Region pointing data
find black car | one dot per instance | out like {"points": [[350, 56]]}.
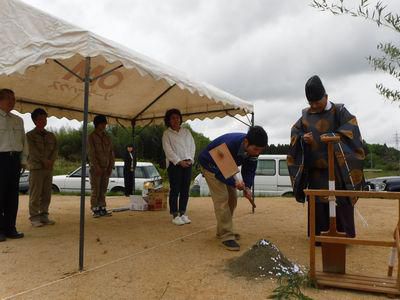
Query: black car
{"points": [[389, 183]]}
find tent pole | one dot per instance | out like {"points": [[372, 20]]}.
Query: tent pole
{"points": [[83, 177]]}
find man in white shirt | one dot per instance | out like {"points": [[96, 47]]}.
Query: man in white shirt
{"points": [[179, 148], [13, 156]]}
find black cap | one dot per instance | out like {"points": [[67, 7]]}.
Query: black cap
{"points": [[314, 89], [99, 119]]}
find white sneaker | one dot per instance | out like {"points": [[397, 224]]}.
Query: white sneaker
{"points": [[185, 219], [178, 221]]}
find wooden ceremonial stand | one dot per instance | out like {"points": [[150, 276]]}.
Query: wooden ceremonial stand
{"points": [[334, 244]]}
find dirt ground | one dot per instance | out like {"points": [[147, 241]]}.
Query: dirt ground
{"points": [[142, 255]]}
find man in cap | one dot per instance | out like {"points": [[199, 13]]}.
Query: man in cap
{"points": [[306, 149], [245, 149], [101, 161], [42, 155], [13, 154]]}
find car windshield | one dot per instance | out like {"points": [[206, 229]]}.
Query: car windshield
{"points": [[151, 171]]}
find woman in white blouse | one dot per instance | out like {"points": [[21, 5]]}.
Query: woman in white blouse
{"points": [[179, 148]]}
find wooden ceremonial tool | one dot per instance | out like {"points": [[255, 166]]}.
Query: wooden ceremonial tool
{"points": [[333, 255], [227, 165]]}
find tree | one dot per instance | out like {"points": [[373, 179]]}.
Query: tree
{"points": [[389, 62]]}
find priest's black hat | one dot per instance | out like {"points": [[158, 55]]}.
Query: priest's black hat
{"points": [[314, 89]]}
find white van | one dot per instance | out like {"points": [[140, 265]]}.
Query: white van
{"points": [[272, 178]]}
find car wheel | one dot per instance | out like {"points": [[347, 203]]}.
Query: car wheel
{"points": [[55, 189]]}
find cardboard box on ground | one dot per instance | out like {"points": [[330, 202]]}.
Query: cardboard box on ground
{"points": [[155, 200]]}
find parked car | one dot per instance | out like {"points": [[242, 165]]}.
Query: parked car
{"points": [[389, 183], [146, 176], [271, 179], [24, 182]]}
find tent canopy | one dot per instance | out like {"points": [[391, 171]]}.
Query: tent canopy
{"points": [[38, 49]]}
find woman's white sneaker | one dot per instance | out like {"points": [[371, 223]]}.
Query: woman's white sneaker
{"points": [[185, 219], [178, 221]]}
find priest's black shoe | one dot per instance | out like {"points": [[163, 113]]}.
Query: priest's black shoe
{"points": [[14, 235]]}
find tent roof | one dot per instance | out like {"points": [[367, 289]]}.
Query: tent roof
{"points": [[34, 44]]}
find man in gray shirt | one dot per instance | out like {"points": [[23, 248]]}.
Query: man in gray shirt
{"points": [[13, 155]]}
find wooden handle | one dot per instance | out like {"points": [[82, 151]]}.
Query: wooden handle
{"points": [[330, 138]]}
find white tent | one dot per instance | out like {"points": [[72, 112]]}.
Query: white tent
{"points": [[76, 74]]}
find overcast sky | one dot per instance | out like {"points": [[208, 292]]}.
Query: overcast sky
{"points": [[261, 51]]}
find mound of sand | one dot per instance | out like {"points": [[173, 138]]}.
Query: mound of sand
{"points": [[263, 260]]}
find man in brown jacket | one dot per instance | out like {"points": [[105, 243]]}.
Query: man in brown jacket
{"points": [[101, 161], [42, 155]]}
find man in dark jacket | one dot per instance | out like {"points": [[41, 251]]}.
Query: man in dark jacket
{"points": [[309, 155]]}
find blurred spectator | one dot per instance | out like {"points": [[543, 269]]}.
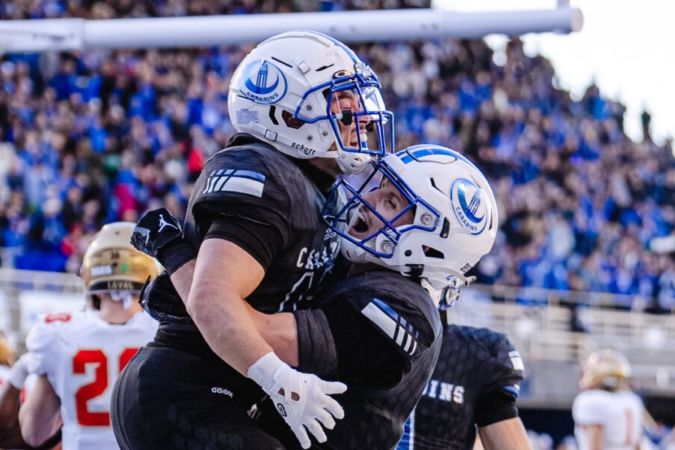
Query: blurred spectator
{"points": [[102, 136]]}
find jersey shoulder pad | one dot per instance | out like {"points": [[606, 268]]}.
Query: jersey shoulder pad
{"points": [[408, 330], [243, 174]]}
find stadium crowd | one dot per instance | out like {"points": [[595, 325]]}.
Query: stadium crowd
{"points": [[93, 137]]}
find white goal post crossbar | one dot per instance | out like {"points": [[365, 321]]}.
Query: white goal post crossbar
{"points": [[348, 26]]}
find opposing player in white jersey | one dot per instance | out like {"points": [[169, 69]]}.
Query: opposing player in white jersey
{"points": [[607, 414], [79, 356]]}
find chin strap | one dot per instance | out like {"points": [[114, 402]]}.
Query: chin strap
{"points": [[447, 296]]}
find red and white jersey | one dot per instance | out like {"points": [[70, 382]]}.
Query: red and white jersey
{"points": [[619, 413], [82, 356]]}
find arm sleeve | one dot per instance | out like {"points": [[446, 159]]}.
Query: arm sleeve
{"points": [[359, 347], [261, 241], [495, 406], [41, 342], [505, 367], [316, 346], [240, 198]]}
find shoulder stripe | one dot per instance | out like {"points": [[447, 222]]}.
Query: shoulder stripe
{"points": [[393, 325], [241, 181]]}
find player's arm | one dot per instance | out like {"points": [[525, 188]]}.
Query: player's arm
{"points": [[10, 401], [499, 426], [10, 431], [216, 303], [215, 300], [340, 341], [506, 434], [39, 415]]}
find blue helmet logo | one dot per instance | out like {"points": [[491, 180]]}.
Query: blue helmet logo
{"points": [[467, 204], [264, 83]]}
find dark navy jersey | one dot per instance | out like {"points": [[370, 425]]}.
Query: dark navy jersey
{"points": [[383, 339], [265, 202], [474, 363]]}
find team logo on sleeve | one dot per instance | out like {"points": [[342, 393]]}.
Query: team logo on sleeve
{"points": [[516, 360], [264, 83], [240, 181], [467, 204], [392, 324]]}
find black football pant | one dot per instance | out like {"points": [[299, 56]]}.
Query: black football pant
{"points": [[170, 399]]}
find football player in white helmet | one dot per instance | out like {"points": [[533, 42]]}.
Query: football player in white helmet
{"points": [[304, 106], [377, 329], [445, 194], [300, 92], [607, 414], [78, 356]]}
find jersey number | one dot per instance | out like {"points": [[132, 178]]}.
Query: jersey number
{"points": [[98, 386]]}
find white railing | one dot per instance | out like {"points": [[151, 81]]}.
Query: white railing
{"points": [[537, 321]]}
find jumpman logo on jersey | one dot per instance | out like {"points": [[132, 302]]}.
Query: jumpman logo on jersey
{"points": [[163, 223]]}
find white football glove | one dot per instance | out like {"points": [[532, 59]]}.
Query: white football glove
{"points": [[20, 371], [302, 399]]}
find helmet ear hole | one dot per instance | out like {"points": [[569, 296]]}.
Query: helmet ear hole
{"points": [[290, 121], [430, 252]]}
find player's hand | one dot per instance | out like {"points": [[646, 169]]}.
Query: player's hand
{"points": [[302, 399], [450, 294], [155, 231], [20, 371]]}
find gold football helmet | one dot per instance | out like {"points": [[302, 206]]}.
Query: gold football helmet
{"points": [[111, 264], [604, 368]]}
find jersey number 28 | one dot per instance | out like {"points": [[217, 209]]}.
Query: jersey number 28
{"points": [[98, 386]]}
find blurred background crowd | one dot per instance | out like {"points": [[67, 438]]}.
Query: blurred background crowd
{"points": [[98, 136]]}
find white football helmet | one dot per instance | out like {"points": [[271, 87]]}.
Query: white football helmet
{"points": [[454, 215], [283, 93]]}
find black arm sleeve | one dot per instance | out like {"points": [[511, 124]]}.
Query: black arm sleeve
{"points": [[258, 239], [316, 346], [363, 354], [495, 406]]}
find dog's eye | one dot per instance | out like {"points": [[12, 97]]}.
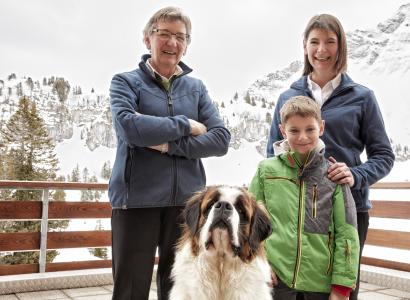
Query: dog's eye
{"points": [[242, 214]]}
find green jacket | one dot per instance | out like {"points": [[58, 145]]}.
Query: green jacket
{"points": [[314, 243]]}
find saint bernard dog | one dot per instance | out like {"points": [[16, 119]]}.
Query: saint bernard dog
{"points": [[220, 255]]}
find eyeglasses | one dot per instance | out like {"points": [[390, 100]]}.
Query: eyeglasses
{"points": [[165, 35]]}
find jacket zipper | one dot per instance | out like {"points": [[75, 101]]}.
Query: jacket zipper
{"points": [[314, 200], [299, 238], [300, 219], [329, 247], [174, 162]]}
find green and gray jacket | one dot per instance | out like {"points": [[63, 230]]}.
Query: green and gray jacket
{"points": [[314, 243]]}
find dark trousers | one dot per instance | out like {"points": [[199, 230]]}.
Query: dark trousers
{"points": [[136, 234], [282, 292], [362, 227]]}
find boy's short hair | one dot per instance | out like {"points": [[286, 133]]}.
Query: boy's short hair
{"points": [[302, 106]]}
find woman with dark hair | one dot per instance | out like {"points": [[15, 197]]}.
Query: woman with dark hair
{"points": [[353, 119]]}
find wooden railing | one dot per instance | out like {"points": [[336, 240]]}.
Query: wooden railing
{"points": [[46, 210]]}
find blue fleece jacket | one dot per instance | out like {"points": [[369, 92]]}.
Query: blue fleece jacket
{"points": [[354, 123], [142, 177]]}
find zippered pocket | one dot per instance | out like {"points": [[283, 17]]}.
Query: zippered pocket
{"points": [[314, 202], [330, 249], [282, 178], [348, 254]]}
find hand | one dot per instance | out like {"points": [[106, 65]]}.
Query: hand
{"points": [[163, 148], [340, 173], [336, 296], [197, 128]]}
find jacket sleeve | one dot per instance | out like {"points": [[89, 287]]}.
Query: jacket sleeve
{"points": [[256, 187], [346, 239], [380, 156], [214, 142], [141, 130], [274, 134]]}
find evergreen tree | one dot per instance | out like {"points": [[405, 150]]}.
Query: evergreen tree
{"points": [[75, 174], [29, 155], [106, 170], [268, 118], [235, 97], [247, 98], [61, 87]]}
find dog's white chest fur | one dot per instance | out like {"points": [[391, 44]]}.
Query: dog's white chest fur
{"points": [[218, 257], [206, 277]]}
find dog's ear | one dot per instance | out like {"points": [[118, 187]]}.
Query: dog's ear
{"points": [[261, 227], [192, 212]]}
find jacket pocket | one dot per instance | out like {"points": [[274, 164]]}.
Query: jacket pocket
{"points": [[348, 255], [330, 250], [314, 201]]}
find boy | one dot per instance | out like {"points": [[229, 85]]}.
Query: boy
{"points": [[314, 246]]}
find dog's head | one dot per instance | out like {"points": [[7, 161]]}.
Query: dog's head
{"points": [[226, 221]]}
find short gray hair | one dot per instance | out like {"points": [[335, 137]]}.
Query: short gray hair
{"points": [[169, 14]]}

**TASK TO CARRY OUT**: Give again, exactly, every line from the one holding "Query: woman with dark hair" to the last line of the data.

**ANSWER SECTION**:
Query: woman with dark hair
{"points": [[353, 119]]}
find wooden railing | one dot per instance | out like {"points": [[336, 240]]}.
Query: wooden railing
{"points": [[46, 210]]}
find blue fleece jacket | one dot per instance | out like {"points": [[369, 92]]}.
Query: blue fleece jacket
{"points": [[354, 123], [142, 177]]}
find zippered pocket | one dot per instance | out like {"points": [[283, 17]]}.
Query: zippered pocket
{"points": [[314, 202], [330, 249], [282, 178], [348, 254]]}
find hand | one dot per instance | out like {"points": [[106, 65]]}.
Query: hand
{"points": [[163, 148], [340, 173], [336, 296], [197, 128]]}
find jacket sleeve | one dot per instance | out like {"points": [[89, 287]]}.
Query: jacket sleeve
{"points": [[256, 187], [346, 239], [380, 156], [214, 142], [141, 130], [274, 134]]}
find evergreen tree | one dot per instance | out like {"points": [[405, 150]]}.
Query: evergreen tree
{"points": [[75, 174], [29, 155], [106, 170], [268, 118], [235, 97], [247, 98], [61, 87]]}
find dog's white chest fur | one dot per instance | out like {"points": [[391, 44]]}.
Query: dog's white chest fur
{"points": [[218, 257], [206, 277]]}
find dog's ear | one dot per instance | out like {"points": [[118, 187]]}.
Query: dog's ear
{"points": [[261, 227], [192, 212]]}
find jacket pocket | one dot per instance | out like {"points": [[274, 164]]}.
Query: jacket pocket
{"points": [[348, 255], [330, 250], [314, 201]]}
find boy | one dot per instance | out like {"points": [[229, 85]]}.
Query: boy
{"points": [[314, 246]]}
find dog's head | one dot per instance | out like {"points": [[7, 161]]}.
Query: dog's head
{"points": [[226, 221]]}
find short gray hair | one dot per instance | out like {"points": [[335, 137]]}.
Query: short gray hair
{"points": [[169, 14]]}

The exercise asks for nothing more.